» **EXERCISE AIM**
Output the rows below as a two-column CSV headed instruction and response, with one line for each row. Put each row's text in the instruction field and its answer in the response field, enclose every field in double quotes, and replace any line breaks with spaces.

______

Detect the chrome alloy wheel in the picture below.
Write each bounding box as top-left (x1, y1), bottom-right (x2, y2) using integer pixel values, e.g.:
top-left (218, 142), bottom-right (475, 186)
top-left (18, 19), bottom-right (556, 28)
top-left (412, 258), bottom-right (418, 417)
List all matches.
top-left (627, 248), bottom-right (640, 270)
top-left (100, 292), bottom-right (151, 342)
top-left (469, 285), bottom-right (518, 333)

______

» **THE OUTPUT**
instruction,response
"Detect the chrome alloy wheel in the picture below. Write each bounding box as top-left (x1, y1), bottom-right (x2, y2) using integer pixel values, e.g.: top-left (218, 142), bottom-right (475, 186) top-left (18, 19), bottom-right (556, 28) top-left (412, 258), bottom-right (418, 417) List all matches.","top-left (627, 248), bottom-right (640, 270) top-left (100, 292), bottom-right (151, 342) top-left (469, 285), bottom-right (518, 333)"